## BEGIN Source extract

From regulatory perspective, GDR has been difficult to manage for Regulators and SEBI has expressed its concern that ADRs and GDRs are difficult to monitor and may be used for money laundering and market manipulation. International authorities have also noticed investment of illicit funds through GDRs causing losses to the investors. There are various allegations of round-tripping  and SEBI kept 50 accused under investigation for suspected misuse of GDRs for routing black money back to India.

The allegations of misuse and ongoing investigations have deterred companies from adopting GDR route which might seemed to have plagued with various abnormalities in the market. In this time, a new way of raising capital is necessary to provide boost to Indian companies and hence Direct Overseas Listing can be seen as a welcoming change.

ISSUES AND CHALLEGES AHEAD

With the better opportunities of listing overseas, the newly enacted Amendment brings several regulatory and practical challenges. There are numerous issues that must be dealt with before allowing the Overseas Direct listing and several amendments in various laws are required in order for hassle-free implementation.

1) Eligibility of Company:

The amendment does not provide any criteria of the eligibility of companies which can bring out these issues on overseas exchanges. The eligibility criteria of the current GDR Regulations can be utilised as a guide which provides that the companies should have a consistent track record of good performance (financial or otherwise) for a minimum period of three years, on the basis of which an approval shall be granted by the Department of Economic Affairs.

But this will not resolve the issue of eligibility for unlisted companies and start-ups which are most likely to utilise the direct listing. Hence, pre-defined performance-based eligibility criteria should be brought by SEBI in consultation of MCA or a Committee should be set up to decide on the eligibility on case-to-case basis for new companies and start-ups which are not profitable yet. In both the case, a clarification on eligibility must be issued which will allow the interested companies to devise strategy to meet that eligibility before the implementation of amended provisions.

2) Permissible Jurisdiction:

The SEBI Report also recommends 10 jurisdictions where Overseas Direct Listing can be allowed in Annexure C: 1. United States of America 2. China 3. Japan 4. South Korea 5. United Kingdom 6. Hong Kong 7. France 8. Germany 9. Canada 10. Switzerland.

The recommendation has not been accepted formally. The list of jurisdictions has been prepared on the basis of adherence to ‘Board of International Organization of Securities Commissions (IOSCO)’ or ‘Financial Action Task Force (FATF)’ with strong anti-money laundering regulations or countries which have a bilateral agreement with the Securities and Exchange Board of India (SEBI).It gives an inclination that the list of such permissible jurisdiction is likely to change if and when another county comes within the criteria. An indication as to that this list is subject to timely revision must be expressly stated. In the light of current geo-political scenario, it is also important to note that whole list of countries as recommended by SEBI cannot be used as China is also listed. This kind of situation may also arise in future with other nation and in that case, investors will be left devoid of any choice. A mechanism to ensure protection of those investors by the way of Exit option in extreme geo-political scenarios, must be provided to instill confidence of foreign investors.

## END Source extract
## BEGIN Supplied data

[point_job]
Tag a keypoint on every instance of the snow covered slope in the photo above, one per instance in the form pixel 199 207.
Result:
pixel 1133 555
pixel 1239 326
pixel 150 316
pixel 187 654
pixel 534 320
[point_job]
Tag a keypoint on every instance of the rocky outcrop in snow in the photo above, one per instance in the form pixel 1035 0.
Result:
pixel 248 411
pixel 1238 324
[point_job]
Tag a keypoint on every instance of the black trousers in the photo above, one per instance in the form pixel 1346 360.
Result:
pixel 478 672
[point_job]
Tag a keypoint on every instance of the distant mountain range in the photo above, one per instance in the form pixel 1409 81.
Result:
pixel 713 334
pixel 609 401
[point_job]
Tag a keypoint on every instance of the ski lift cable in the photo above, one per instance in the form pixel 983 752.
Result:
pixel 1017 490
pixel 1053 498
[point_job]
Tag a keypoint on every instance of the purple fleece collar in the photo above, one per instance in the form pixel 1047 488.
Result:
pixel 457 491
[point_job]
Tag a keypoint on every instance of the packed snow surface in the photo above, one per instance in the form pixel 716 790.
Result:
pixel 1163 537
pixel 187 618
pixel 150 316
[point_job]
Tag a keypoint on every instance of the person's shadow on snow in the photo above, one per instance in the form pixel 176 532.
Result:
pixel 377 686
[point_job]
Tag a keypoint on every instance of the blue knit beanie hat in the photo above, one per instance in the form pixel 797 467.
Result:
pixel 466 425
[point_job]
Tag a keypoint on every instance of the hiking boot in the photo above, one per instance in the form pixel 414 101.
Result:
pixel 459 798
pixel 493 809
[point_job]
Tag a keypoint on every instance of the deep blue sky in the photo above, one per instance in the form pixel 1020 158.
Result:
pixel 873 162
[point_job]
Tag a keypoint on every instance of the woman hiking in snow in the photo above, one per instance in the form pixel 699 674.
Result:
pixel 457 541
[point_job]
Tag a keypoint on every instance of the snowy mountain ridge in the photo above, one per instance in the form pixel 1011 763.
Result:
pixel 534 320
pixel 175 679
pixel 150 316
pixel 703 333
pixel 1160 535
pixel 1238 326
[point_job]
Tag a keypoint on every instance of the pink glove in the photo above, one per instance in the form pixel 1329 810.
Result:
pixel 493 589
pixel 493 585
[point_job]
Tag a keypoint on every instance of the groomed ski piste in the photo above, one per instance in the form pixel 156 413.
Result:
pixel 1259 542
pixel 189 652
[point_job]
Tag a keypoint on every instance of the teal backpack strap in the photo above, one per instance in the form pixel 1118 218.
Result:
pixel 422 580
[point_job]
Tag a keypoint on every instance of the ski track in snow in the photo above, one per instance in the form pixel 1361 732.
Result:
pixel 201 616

## END Supplied data

**Aim**
In the text on direct overseas listing, how many people did SEBI keep under investigation for suspected misuse of GDRs?

**Answer to this exercise**
50 accused.